EXTRACTED TEXT:
Start of Block
Rats were deeply anesthetized and perfused transcardially first with 100 ml 10 mmol/L PBS (pH 7.4) and then with 100 ml fixative (4% (w/v) paraformaldehyde, 15% (w/v) saturated picric acid, and 10 mmol/L PBS). The brains were removed and post fixed in fixative for 1 d. Coronal blocks (3 mm) were cryoprotected overnight in 30% (w/v) sucrose. We removed the brains and either cryopreserved tissue blocks for cryostat sectioning (30 μm) or embedded them in paraffin for sections (7 μm). The coronal sections through the dorsal hippocampus (at the level corresponding to 2.8~4.5 mm posterior to bregma) were selected, and each one-seventh section of the hippocampus (6 sections per animal) was examined for quantitative immunohistochemical analysis. Immunohistochemistry was carried out as described previously. The specimens were fixed in 4% (w/v) paraformaldehyde in PBS (pH 7.5) for 40 min, washed with PBS, incubated for 2 h with blocking buffer (2% (w/v) horse serum/1% (w/v) bovine serum albumin (BSA)/0.1% (w/v) Triton X-100 in PBS, pH 7.5), then incubated with primary antibodies overnight at 4°C and with secondary antibodies for 1 h at room temperature. Primary antibodies used as markers for the activation of the mTOR pathway were rabbit anti-murine polyclonal antibody to p-S6 (1:300, Santa Cruz, Inc., USA); glial fibrillary acidic protein (GFAP, 1:200, Santa Cruz, Inc. USA) for the markers of the activation of astrocyte; for the mouse anti-rat OX-42 antibodies (1:500, Chemicon, USA) as a marker of microglia. Biotinylated goat antirabbit IgG (ABC, Sigma, USA) and anti-mouse IgG (1:100, Biodesign, USA) or tetramethylrhodamine isothiocyanate (TRICT)- conjugated anti-mouse antibody were used as the secondary antibodies. Double immunostaining used primary antibodies directed to monoclonal anti-BrdU (1:300, Pharmingen, USA) and TRICT-conjugated secondary anti-mouse antibody to label newly generated cells. GFAP and an anti-mouse fluorescein isothiocyanate (FITC)-conjugated secondary antibody (1:100, Vector Laboratories, USA) were used to label astroglial cells. The colocalization was analyzed using a laser scanning confocal microscope with a Bio-Rad MRC 1024 (argon and krypton). The fluorescence signals were detected at excitation/emission wavelengths of 550/620 nm (TRICT, red) and 488/522 (FITC, green), respectively. Biotin signals were detected with 3,3’-Vdiaminobenzidine (DAB, brown)

RNA isolation and real-time PCR

RNA Extraction:

For isolating the hippocampal RNA, the brains of the animals were removed, the hippocampus was dissected, placed in sterile tubes containing 1 ml of the Trizol Reagent (Invitrogen Life Technologies, USA), and frozen at −80°C until used. Total RNA extraction was performed after hippocampus homogenization (15 strokes with a Thomas Scientific AA Teflon homogenizer) according to the manufacturer’s instructions. The RNA samples were suspended in 50 μl of nuclease-free water. The concentration and purity of RNA were determined at 260/280 nm using a nanodrop spectrophotometer (Ocean Optics, Dunedin, FL, USA). The integrity of the total RNA was assessed by agarose gel electrophoresis, using ethidium bromide staining.
End of Block
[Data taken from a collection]
Start of Block
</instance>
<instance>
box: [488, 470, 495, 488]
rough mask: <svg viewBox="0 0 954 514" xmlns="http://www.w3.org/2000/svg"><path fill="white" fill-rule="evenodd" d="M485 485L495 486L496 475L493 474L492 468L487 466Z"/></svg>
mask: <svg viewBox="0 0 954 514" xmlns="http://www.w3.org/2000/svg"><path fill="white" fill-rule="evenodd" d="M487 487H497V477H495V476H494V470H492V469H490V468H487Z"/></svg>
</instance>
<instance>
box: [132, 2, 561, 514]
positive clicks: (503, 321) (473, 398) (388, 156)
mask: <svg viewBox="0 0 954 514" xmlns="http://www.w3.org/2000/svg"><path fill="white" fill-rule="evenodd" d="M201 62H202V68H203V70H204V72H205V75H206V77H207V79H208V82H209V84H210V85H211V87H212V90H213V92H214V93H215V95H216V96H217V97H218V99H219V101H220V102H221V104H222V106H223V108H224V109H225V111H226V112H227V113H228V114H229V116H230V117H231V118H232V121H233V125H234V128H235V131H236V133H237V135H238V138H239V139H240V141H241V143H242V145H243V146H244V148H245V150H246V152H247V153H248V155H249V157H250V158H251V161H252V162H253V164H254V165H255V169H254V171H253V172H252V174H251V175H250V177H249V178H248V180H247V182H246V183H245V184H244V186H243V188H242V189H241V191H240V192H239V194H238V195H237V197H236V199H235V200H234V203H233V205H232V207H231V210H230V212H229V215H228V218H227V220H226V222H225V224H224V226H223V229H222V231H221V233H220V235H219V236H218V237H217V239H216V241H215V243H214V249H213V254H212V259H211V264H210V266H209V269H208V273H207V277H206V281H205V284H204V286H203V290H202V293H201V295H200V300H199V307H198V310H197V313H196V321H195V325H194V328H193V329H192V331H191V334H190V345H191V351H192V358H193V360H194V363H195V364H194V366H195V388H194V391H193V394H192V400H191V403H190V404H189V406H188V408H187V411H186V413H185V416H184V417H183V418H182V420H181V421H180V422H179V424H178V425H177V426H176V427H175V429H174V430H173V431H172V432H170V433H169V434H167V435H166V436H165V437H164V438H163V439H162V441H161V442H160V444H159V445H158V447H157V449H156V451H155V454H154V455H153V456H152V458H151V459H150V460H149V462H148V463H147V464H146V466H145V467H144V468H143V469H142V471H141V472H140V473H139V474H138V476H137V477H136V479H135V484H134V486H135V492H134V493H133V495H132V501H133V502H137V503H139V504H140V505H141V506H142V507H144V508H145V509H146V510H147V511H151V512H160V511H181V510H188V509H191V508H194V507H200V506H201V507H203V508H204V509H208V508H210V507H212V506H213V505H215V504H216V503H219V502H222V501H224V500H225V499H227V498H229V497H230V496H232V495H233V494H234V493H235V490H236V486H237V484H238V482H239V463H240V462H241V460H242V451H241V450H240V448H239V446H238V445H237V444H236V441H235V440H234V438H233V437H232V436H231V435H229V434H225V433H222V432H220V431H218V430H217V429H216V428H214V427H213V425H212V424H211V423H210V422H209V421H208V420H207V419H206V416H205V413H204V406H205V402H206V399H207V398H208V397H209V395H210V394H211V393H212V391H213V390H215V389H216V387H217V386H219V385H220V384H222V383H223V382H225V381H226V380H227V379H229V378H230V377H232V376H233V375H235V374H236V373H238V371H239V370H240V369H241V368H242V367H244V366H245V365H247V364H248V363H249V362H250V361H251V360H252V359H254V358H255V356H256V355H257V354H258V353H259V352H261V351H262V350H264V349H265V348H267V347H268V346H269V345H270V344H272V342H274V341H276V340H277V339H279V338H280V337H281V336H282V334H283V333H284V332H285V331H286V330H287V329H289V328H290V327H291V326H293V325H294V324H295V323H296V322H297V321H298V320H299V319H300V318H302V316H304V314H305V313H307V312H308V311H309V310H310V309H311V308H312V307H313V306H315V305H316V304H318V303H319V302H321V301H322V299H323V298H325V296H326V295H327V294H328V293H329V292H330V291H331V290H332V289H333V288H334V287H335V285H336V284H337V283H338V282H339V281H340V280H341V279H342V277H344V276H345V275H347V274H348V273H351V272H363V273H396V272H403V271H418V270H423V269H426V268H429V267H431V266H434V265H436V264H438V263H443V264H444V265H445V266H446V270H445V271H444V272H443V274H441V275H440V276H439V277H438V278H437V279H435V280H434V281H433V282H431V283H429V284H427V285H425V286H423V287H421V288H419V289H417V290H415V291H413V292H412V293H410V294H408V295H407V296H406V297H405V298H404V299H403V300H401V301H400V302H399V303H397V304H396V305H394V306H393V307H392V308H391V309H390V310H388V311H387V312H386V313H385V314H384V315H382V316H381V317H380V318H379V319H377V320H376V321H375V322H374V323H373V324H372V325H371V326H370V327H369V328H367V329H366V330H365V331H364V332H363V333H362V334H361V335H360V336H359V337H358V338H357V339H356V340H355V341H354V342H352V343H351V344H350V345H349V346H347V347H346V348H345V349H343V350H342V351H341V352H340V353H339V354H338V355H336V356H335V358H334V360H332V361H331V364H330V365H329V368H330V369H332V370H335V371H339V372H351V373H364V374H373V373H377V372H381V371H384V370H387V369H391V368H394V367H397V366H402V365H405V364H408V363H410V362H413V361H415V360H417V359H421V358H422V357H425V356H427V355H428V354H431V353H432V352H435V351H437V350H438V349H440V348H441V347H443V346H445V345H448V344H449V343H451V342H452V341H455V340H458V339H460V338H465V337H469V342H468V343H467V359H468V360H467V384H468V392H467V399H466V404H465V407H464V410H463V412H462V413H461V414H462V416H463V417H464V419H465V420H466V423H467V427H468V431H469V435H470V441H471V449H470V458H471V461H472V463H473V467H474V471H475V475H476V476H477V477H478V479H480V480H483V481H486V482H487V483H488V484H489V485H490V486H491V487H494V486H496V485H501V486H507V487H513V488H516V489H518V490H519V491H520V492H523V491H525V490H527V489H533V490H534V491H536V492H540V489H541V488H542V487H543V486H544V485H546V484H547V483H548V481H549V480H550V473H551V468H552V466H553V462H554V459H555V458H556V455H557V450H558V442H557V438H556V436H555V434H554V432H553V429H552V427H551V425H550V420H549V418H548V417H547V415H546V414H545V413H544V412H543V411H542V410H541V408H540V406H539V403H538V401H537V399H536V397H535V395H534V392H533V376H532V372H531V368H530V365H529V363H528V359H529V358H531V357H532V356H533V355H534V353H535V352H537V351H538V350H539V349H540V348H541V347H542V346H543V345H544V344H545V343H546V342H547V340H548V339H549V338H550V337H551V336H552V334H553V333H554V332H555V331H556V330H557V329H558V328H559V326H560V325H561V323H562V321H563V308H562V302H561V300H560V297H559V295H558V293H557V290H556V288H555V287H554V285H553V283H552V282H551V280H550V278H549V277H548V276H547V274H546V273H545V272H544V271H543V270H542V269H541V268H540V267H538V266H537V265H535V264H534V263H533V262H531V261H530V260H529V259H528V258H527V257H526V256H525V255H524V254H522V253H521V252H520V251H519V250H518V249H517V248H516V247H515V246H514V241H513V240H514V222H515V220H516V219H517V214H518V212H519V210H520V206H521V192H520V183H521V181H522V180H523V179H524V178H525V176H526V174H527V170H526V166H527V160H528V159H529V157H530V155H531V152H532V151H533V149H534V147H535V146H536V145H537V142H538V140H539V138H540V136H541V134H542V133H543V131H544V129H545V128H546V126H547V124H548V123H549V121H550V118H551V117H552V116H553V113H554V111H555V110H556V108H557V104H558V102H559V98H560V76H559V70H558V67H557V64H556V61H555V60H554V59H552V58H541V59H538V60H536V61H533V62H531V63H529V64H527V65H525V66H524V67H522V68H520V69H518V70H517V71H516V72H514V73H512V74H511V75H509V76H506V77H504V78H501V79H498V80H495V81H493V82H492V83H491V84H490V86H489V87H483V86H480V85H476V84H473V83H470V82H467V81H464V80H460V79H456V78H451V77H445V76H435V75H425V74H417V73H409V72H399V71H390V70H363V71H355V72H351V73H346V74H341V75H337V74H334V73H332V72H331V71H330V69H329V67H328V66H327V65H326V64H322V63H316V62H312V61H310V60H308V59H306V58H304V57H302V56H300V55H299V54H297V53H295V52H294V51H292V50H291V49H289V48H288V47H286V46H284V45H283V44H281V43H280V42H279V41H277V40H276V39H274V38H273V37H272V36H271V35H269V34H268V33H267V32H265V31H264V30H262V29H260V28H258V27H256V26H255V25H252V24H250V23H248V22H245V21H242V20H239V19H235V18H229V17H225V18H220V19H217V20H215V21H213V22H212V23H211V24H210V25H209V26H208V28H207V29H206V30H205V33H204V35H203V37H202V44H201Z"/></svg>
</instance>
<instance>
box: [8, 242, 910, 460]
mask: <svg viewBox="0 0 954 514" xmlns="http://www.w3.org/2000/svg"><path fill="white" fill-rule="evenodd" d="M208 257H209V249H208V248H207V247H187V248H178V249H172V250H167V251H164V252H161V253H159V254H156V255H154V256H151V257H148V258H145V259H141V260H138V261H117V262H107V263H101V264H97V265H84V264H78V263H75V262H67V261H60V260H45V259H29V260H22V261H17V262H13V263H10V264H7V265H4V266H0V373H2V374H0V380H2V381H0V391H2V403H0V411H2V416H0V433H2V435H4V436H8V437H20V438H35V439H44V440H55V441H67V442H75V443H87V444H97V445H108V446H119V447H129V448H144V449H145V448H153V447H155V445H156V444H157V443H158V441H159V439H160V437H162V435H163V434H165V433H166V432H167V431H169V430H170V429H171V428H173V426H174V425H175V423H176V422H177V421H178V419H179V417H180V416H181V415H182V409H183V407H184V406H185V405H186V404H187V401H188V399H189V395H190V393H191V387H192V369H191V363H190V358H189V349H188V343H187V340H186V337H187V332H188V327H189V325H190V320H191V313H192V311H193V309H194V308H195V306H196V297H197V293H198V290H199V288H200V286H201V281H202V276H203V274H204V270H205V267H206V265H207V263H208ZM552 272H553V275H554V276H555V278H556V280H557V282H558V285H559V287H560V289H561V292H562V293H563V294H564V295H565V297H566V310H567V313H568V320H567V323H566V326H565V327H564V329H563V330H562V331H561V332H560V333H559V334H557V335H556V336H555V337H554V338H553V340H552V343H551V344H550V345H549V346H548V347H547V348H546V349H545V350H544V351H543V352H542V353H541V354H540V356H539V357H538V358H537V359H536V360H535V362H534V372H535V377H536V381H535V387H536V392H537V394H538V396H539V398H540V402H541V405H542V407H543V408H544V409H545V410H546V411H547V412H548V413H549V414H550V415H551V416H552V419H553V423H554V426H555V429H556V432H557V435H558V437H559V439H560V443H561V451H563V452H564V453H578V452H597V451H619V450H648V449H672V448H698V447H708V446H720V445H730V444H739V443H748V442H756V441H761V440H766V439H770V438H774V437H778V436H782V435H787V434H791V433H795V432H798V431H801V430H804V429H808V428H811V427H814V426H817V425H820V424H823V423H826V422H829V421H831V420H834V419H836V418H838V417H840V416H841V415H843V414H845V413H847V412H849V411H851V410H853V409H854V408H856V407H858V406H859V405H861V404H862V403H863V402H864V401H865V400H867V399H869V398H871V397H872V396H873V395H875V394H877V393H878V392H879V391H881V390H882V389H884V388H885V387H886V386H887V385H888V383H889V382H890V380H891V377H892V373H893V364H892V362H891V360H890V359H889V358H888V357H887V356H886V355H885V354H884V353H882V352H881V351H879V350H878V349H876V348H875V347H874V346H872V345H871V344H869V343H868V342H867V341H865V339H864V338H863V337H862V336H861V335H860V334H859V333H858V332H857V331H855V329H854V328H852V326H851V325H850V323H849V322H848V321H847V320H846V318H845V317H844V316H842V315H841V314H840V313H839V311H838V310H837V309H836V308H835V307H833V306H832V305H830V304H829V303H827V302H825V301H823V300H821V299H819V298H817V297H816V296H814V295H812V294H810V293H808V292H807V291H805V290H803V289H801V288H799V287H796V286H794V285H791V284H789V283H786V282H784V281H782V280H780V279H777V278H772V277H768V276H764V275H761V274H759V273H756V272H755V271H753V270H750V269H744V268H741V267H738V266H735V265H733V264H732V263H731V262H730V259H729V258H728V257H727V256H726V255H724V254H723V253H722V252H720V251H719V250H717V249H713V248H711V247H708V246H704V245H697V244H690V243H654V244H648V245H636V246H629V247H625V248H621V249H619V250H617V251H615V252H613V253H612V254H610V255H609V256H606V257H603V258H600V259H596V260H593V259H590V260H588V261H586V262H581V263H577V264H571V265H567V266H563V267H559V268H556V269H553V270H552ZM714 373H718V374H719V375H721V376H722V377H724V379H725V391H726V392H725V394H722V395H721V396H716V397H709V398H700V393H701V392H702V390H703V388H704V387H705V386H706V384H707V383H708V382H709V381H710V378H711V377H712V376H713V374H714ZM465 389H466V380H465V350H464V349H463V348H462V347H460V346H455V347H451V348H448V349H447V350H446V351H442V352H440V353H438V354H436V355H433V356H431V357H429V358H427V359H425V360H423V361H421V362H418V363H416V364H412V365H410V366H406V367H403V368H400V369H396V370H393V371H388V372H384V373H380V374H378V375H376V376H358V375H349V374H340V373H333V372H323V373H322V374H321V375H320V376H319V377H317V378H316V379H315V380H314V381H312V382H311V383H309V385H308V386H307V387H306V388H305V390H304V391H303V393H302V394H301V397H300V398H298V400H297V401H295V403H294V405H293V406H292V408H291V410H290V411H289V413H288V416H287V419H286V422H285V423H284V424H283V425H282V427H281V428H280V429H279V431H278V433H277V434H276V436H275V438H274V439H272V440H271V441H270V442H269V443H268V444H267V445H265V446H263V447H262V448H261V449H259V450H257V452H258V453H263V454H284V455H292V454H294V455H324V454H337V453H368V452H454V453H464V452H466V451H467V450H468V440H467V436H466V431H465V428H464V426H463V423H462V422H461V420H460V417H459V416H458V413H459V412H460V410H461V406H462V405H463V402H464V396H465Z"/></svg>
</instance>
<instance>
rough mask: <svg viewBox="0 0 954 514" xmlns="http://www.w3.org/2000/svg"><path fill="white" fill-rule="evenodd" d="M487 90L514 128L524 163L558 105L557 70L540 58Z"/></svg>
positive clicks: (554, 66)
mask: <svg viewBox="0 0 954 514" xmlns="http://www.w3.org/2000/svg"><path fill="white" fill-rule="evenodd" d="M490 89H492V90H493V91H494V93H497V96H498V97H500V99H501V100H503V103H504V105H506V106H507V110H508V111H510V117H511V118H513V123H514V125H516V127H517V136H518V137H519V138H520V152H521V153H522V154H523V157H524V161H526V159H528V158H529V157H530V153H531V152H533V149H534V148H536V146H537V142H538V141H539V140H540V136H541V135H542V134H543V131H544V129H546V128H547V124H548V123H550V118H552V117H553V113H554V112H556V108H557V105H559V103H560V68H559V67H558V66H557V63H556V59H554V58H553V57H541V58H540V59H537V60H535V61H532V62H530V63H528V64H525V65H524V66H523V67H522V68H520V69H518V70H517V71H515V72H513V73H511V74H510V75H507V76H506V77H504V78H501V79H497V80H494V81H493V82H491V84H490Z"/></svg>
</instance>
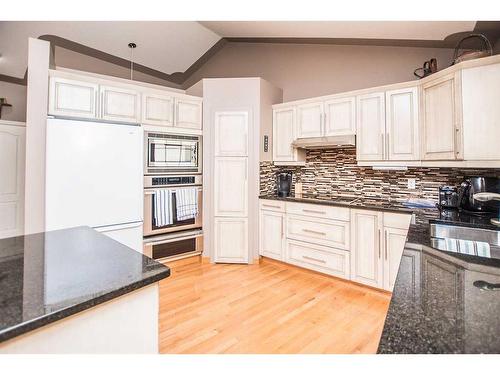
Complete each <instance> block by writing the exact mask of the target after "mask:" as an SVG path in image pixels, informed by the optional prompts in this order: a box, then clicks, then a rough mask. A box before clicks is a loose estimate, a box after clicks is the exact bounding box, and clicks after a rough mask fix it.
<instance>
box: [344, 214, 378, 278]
mask: <svg viewBox="0 0 500 375" xmlns="http://www.w3.org/2000/svg"><path fill="white" fill-rule="evenodd" d="M382 220H383V219H382V213H381V212H377V211H368V210H351V280H353V281H356V282H359V283H362V284H366V285H369V286H373V287H376V288H382V287H383V266H384V262H383V259H382V249H381V242H382Z"/></svg>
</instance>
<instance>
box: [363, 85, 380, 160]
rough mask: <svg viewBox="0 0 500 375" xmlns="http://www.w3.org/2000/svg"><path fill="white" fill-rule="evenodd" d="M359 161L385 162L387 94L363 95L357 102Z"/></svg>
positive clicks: (368, 94)
mask: <svg viewBox="0 0 500 375" xmlns="http://www.w3.org/2000/svg"><path fill="white" fill-rule="evenodd" d="M356 108H357V115H356V153H357V159H358V160H385V159H386V153H385V94H384V93H383V92H376V93H372V94H367V95H361V96H358V97H357V100H356Z"/></svg>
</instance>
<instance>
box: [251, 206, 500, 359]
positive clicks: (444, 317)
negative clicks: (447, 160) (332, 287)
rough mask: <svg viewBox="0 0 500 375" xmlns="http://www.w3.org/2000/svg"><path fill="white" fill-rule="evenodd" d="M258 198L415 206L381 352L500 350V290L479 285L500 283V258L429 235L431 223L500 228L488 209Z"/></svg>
mask: <svg viewBox="0 0 500 375" xmlns="http://www.w3.org/2000/svg"><path fill="white" fill-rule="evenodd" d="M260 198H262V199H273V200H284V201H290V202H302V203H313V204H323V205H325V204H326V205H333V206H340V207H349V208H364V209H371V210H381V211H389V212H403V213H412V214H414V215H415V216H414V220H413V221H412V224H411V225H410V228H409V231H408V235H407V239H406V245H405V249H404V252H403V256H402V259H401V263H400V265H399V270H398V275H397V278H396V282H395V287H394V291H393V294H392V298H391V303H390V306H389V311H388V313H387V317H386V320H385V324H384V329H383V332H382V337H381V339H380V343H379V347H378V353H383V354H389V353H500V322H499V315H500V290H484V289H481V288H479V287H478V286H475V285H474V283H475V282H476V281H486V282H488V283H491V284H500V259H495V258H485V257H479V256H472V255H466V254H459V253H454V252H448V251H442V250H438V249H436V248H434V247H433V243H432V241H431V235H430V224H431V223H441V224H449V225H459V226H468V227H474V228H482V229H493V230H498V227H496V226H494V225H492V224H491V223H490V221H489V219H490V216H486V217H482V216H476V215H470V214H467V213H464V212H459V211H453V210H447V211H446V210H445V211H441V210H439V209H437V208H427V209H423V208H409V207H406V206H404V205H403V204H402V203H401V202H396V201H387V200H378V199H365V198H359V199H357V200H354V199H355V198H354V197H353V198H348V197H335V198H331V199H318V198H312V197H307V196H305V197H303V198H292V197H290V198H278V197H276V196H261V197H260ZM353 200H354V201H353ZM476 284H477V283H476Z"/></svg>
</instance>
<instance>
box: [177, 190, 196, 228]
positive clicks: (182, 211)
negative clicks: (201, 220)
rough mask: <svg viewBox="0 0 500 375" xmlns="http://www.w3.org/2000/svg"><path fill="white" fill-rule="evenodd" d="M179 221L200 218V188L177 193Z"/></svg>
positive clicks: (182, 190) (181, 190)
mask: <svg viewBox="0 0 500 375" xmlns="http://www.w3.org/2000/svg"><path fill="white" fill-rule="evenodd" d="M175 200H176V202H177V203H176V209H177V220H179V221H181V220H189V219H194V218H195V217H196V216H198V188H195V187H194V188H185V189H178V190H176V191H175Z"/></svg>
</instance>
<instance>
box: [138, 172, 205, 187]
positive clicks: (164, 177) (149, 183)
mask: <svg viewBox="0 0 500 375" xmlns="http://www.w3.org/2000/svg"><path fill="white" fill-rule="evenodd" d="M201 178H202V177H201V174H196V175H182V176H165V175H163V176H145V177H144V187H145V188H152V187H155V188H157V187H161V186H169V187H170V186H172V187H173V186H190V185H195V186H196V185H201Z"/></svg>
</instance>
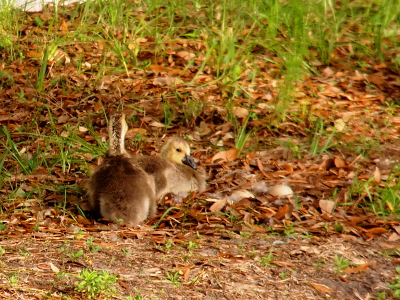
End of Block
ACTION ITEM A: For each statement, say whether the hippocampus methods text supports it, and quote the words that decide it. (i) Coronal blocks were cryoprotected overnight in 30% sucrose. (ii) Specimens were incubated with primary antibodies for 1 h at room temperature. (iii) The RNA samples were suspended in 100 μl of nuclease-free water.
ACTION ITEM B: Reproduce the part of the hippocampus methods text that begins at the words "For isolating the" and ends after "ethidium bromide staining.".
ACTION ITEM C: Continue the hippocampus methods text from where it stops.
None of the data is needed here.

WRITTEN RESPONSE A:
(i) Yes: "Coronal blocks (3 mm) were cryoprotected overnight in 30% (w/v) sucrose."
(ii) No: "then incubated with primary antibodies overnight at 4°C and with secondary antibodies for 1 h at room temperature"
(iii) No: "The RNA samples were suspended in 50 μl of nuclease-free water."

WRITTEN RESPONSE B:
For isolating the hippocampal RNA, the brains of the animals were removed, the hippocampus was dissected, placed in sterile tubes containing 1 ml of the Trizol Reagent (Invitrogen Life Technologies, USA), and frozen at −80°C until used. Total RNA extraction was performed after hippocampus homogenization (15 strokes with a Thomas Scientific AA Teflon homogenizer) according to the manufacturer’s instructions. The RNA samples were suspended in 50 μl of nuclease-free water. The concentration and purity of RNA were determined at 260/280 nm using a nanodrop spectrophotometer (Ocean Optics, Dunedin, FL, USA). The integrity of the total RNA was assessed by agarose gel electrophoresis, using ethidium bromide staining.

WRITTEN RESPONSE C:
cDNA Synthesis:

The cDNA was obtained by reverse transcription of total RNA, using the kit Super Script III First-Strand Synthesis SuperMix (Invitrogen Life Technologies, USA). For that purpose a small aliquot containing 2 μg of total RNA, suspended in nucleasefree water was mixed with 0.5 μl oligo (dT)20 (50 μM), 0.5 μl annealing RAPbuffer, and brought up to a final volume of 4 μl with nuclease-free water. This mixture was incubated at 65°C for 5 min and then chilled with ice. For reverse transcription, 1 μl of III/RNaseOUT™ enzyme mix and 5 μl of the 2X first-strand reaction mix (10 mM MgCl2, and 1 mM of each dNTP) were added before incubation at 50°C for 50 min. The reaction was stopped by heating the mixture at 85°C for 5 min. The cDNA resulting from this procedure was stored at −20°C until use.

Polymerase Chain Reaction (PCR):

The effect of Rapamycin on the IL-1β, COX-2 and TGF-1 mRNA expression induced by KA was evaluated by reverse transcription-polymerase chain reaction (RTPCR) using the kit GoTaq DNA Polymerase. Briefly, 1.5 μl of cDNA (250 ng/μl) were amplified in a mixture containing 2 μl of 5X green buffer, 0.8 μl of MgCl2 (25 mM), 0.25 μl of PCR nucleotide mix (10 mM), 0.5 μl of the sense primer (10 pM), 0.5 μl of the antisense primer (10 pM), 0.05 μl of DNA Polymerase (5 u/μl) and 4.4 μl of sterile Milli-Q water.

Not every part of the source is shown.